====== Source text ======

[Table of Contents] [Previous] [Next] |
J. S. Lamar The Organon of Scripture (1860) |
O F T H E S I G N I F I C A T I O N O F W O R D S.
C H A P T E R I.
PRELIMINARY OBSERVATIONS.
THE principles to be elaborated in this part might, with some propriety, have been introduced at an earlier stage of our progress. Logically and practically they belong to the fourth chapter of the preceding part, which treats of the observation and collection of materials preparatory to induction. But as we felt unwilling to discuss in that place the various minutiae which require consideration, and as the argument could be made equally plain and conclusive by employing only general terms, we determined to reserve for a separate part the specialities there embraced under more general expressions. Another and stronger reason we shall see as we advance.
The reader who is familiar with the elaborate treatises which have been published on the elements and laws of biblical interpretation, may be disposed to think that the very few principles and rules which we are about to submit are wholly insufficient. And it is not unlikely that, when he gets through the two or three brief chapters which [276] we shall devote to the subject, he will look back, astonished and disappointed, and ask, "Where are the scores and even hundreds of rules that I have been accustomed to look upon as necessary in the expositions of Scripture?" We are sure we cannot tell, unless they are lying buried in the volumes of their authors--embalmed as the mummies of a by-gone age. Where are the cycles, epicycles, and deferents of the Ptolemaic Astronomy--that cumbrous machinery by means of which men so long and so learnedly explained the movements of the heavenly bodies? Gone glimmering among the things that were supplanted by the clear and simple law of universal gravitation. The three great laws of Kepler,--"the legislator of the skies," --may be expressed in as many lines; and even these were proved by Newton to be the necessary results of the law of universal gravitation. It is characteristic of scientific progress to generalize and simplify. And whether or not the principles and laws of this work be held to exhibit hermeneutics in the light of a science, we are satisfied that whenever it shall be done, its principles and laws will be few, general, and simple. We may recur to this subject again in the conclusion of this part, and examine a few of the rules which have hitherto been observed, for the purpose of pointing out their inefficiency and uselessness.

====== Information shown ======

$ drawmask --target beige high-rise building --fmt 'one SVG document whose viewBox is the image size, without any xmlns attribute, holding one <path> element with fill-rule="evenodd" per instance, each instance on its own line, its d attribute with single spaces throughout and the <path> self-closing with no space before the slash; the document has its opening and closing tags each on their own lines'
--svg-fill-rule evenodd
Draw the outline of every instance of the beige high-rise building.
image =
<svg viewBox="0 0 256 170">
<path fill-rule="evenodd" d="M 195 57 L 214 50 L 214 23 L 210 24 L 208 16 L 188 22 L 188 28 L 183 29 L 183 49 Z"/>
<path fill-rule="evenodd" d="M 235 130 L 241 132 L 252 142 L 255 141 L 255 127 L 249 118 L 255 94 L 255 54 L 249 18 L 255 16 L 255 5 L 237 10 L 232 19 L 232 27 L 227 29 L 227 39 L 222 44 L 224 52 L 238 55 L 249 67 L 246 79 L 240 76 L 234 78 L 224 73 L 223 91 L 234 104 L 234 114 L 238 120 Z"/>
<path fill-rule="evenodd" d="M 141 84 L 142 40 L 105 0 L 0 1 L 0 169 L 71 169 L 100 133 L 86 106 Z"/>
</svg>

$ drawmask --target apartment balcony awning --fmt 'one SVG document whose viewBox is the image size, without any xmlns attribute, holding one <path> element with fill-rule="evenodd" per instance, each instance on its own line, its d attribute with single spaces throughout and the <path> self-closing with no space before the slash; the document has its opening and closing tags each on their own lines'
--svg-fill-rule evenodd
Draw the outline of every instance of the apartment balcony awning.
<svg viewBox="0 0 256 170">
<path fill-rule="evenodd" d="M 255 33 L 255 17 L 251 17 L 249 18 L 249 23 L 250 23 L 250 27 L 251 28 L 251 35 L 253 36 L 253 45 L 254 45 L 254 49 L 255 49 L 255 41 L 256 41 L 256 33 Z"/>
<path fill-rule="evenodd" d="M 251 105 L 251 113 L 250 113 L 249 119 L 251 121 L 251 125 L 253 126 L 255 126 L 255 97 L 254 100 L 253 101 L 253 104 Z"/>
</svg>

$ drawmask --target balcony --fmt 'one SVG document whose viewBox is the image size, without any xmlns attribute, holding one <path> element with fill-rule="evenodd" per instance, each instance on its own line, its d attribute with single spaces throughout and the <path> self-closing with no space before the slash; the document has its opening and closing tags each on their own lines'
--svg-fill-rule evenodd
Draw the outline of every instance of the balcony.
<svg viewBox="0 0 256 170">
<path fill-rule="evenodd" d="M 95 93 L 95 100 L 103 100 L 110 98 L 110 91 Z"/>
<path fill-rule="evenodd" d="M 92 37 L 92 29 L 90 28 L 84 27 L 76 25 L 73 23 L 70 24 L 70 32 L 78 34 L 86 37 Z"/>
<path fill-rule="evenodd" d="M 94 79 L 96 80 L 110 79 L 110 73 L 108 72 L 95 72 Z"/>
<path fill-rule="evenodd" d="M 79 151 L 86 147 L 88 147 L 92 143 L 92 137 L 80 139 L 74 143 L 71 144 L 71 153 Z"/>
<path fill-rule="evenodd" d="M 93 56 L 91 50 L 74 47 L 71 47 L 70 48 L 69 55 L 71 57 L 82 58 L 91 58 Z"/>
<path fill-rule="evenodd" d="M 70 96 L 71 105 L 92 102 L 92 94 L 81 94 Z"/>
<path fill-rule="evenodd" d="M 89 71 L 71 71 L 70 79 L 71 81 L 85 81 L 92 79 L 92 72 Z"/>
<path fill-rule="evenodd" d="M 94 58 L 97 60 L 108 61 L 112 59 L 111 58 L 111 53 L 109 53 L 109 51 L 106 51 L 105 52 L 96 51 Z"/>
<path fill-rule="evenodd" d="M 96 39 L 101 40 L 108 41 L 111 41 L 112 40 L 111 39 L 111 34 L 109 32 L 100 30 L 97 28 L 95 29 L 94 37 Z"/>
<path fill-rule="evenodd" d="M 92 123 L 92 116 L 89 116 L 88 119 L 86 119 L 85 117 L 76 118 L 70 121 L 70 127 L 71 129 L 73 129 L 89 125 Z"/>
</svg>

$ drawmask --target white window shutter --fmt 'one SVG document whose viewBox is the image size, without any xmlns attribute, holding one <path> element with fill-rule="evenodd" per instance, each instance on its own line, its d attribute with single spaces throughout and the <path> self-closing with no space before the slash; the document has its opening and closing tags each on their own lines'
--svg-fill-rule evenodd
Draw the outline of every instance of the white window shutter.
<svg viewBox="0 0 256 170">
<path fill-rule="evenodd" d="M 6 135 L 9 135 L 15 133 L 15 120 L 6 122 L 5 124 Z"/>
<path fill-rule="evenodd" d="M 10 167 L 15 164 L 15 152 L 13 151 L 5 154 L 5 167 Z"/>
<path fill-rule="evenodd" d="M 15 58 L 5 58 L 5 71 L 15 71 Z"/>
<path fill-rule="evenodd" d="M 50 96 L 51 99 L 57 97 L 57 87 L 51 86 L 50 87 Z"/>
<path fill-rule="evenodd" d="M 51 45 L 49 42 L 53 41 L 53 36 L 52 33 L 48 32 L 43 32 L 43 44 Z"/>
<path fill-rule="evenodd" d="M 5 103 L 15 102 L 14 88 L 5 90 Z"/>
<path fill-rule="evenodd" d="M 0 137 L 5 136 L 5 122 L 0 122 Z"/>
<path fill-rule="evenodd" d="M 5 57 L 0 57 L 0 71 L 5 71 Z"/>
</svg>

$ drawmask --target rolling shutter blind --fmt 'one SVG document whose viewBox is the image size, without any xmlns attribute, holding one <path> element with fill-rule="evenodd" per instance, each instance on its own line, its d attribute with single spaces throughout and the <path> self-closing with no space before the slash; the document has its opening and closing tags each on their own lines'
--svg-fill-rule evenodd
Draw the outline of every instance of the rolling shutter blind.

======

• _Task list_:
(1) Answer these questions using the preliminary observations chapter.
(a) To which chapter of the preceding part do the principles of this part logically and practically belong?
(b) Who is called "the legislator of the skies"?
(c) Of what law were Kepler's three laws proved by Newton to be the necessary results?
(2) From the preliminary observations chapter, extract everything from "C H A P T E" down to "as we advance.", copying the words precisely.

• _Responses in order_:
(1)
(a) The fourth chapter
(b) Kepler
(c) The law of universal gravitation

(2)
C H A P T E R I.
PRELIMINARY OBSERVATIONS.
THE principles to be elaborated in this part might, with some propriety, have been introduced at an earlier stage of our progress. Logically and practically they belong to the fourth chapter of the preceding part, which treats of the observation and collection of materials preparatory to induction. But as we felt unwilling to discuss in that place the various minutiae which require consideration, and as the argument could be made equally plain and conclusive by employing only general terms, we determined to reserve for a separate part the specialities there embraced under more general expressions. Another and stronger reason we shall see as we advance.